**Страница:**
========================
Видимо, логическая совесть и логический долг призваны здесь спасать самое совесть от недобросовестного отношения к ней. И действительно, в выведении нормирования из кантианской свободы как таковой, то есть в конечном счете из способности спонтанного причинения, из субъектности субъекта в смысле Нового Времени, скрыт целый ряд сложностей. Как только мы выходим здесь за рамки чисто логической конструкции и начинаем рассматривать поведение поступающего и аргументирующего индивида, эта концепция делается антропологической аксиоматикой или символом веры. Совершенно непонятно, почему нельзя попробовать исходить из других аксиом. Ведь тут же, при малейшей попытке конкретизации, обнаруживается противоречие между самими понятиями свободы и правила.

Дело не в том, что свободный субъект (если он существует) не мог бы предписывать сам себе какой-то кодекс поведения, но в том, что этот кодекс, очевидно, если мы начинаем его пересказывать, пользуясь теоретическим разумом, да еще в контексте эмпирически данных языка и общественности, автоматически теряет качества специфически морального в кантовском смысле регулятора, то есть автономного регулятора. Требования, сформулированные «для другого» и даже «для себя как другого», — это уже с неизбежностью гетерономные требования. Здесь и начинается область беззастенчивого общественного манипулирования долгом, совестью, виной и т. д.

Виндельбанд ставит логическую и эстетическую норму (а также долг и совесть) впереди, до нравственной нормы, полагаясь, очевидно, на интуитивную уверенность в непоколебимости логической нормы, как выведенной из поля социальных воздействий. Сто лет спустя мы не можем повторить эту операцию с той же степенью уверенности. Уже Ницше сомневался в том, что «воля к истине» не может быть фальсифицирована так же, как и все остальное. Сейчас можно, видимо, уже с уверенностью говорить о клишированных фигурах познания, как о произведениях естественного отбора, происходящего в среде социальной реальности.
========================
**Исходные данные:**
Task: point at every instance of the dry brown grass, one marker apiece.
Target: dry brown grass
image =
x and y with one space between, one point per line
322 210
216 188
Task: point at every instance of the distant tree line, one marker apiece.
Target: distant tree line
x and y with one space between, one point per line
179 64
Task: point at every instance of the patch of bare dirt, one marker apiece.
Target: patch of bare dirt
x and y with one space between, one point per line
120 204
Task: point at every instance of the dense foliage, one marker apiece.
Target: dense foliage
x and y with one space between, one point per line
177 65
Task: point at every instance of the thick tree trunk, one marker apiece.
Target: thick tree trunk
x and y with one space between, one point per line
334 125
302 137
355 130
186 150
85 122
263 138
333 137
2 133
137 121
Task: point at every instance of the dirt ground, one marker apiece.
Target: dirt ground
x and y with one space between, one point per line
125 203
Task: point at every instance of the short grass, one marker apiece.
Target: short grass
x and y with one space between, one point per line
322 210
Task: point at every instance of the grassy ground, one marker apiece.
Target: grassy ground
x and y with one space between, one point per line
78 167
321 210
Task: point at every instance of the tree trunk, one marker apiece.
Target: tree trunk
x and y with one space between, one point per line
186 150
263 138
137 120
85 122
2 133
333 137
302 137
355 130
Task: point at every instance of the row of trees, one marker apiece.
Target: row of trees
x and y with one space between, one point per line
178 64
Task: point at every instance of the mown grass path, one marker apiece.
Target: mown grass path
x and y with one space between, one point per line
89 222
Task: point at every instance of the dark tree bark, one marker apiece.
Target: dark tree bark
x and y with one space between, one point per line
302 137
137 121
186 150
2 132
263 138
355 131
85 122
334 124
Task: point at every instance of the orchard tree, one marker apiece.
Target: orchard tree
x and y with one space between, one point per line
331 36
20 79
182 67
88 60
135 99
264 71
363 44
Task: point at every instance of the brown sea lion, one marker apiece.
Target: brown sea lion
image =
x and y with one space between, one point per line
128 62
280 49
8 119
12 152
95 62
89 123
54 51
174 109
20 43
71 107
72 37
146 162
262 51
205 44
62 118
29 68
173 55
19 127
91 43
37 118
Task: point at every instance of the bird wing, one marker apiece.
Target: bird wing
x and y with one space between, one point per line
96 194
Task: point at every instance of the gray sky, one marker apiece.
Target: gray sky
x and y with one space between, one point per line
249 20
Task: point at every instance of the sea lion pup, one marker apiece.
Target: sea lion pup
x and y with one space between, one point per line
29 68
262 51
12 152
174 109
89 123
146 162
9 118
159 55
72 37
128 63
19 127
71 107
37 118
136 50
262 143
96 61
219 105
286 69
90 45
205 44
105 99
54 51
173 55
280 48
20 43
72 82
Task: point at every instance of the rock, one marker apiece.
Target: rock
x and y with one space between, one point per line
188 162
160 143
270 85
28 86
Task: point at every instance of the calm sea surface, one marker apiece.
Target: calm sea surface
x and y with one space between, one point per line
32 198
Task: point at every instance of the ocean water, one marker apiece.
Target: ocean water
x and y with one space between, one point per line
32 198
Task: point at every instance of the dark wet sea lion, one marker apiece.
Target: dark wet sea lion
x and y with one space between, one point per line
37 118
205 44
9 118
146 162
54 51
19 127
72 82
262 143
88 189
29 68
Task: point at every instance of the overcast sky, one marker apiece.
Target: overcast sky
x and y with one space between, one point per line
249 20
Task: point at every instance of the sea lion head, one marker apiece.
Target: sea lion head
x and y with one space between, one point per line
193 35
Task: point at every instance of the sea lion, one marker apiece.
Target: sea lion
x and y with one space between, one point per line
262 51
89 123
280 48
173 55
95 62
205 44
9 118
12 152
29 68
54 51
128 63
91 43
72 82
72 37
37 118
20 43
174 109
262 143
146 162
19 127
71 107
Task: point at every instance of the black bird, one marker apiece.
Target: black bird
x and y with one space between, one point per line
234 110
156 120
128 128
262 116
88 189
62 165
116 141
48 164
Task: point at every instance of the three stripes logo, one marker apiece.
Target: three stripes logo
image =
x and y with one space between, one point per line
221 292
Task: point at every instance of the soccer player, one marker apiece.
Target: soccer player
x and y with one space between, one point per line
========================
**Цель задания:** Укажите, какие нормы, согласно тексту о совести и долге, Виндельбанд ставит впереди нравственной нормы.

**Полный ответ:** Логическую и эстетическую норму, а также долг и совесть.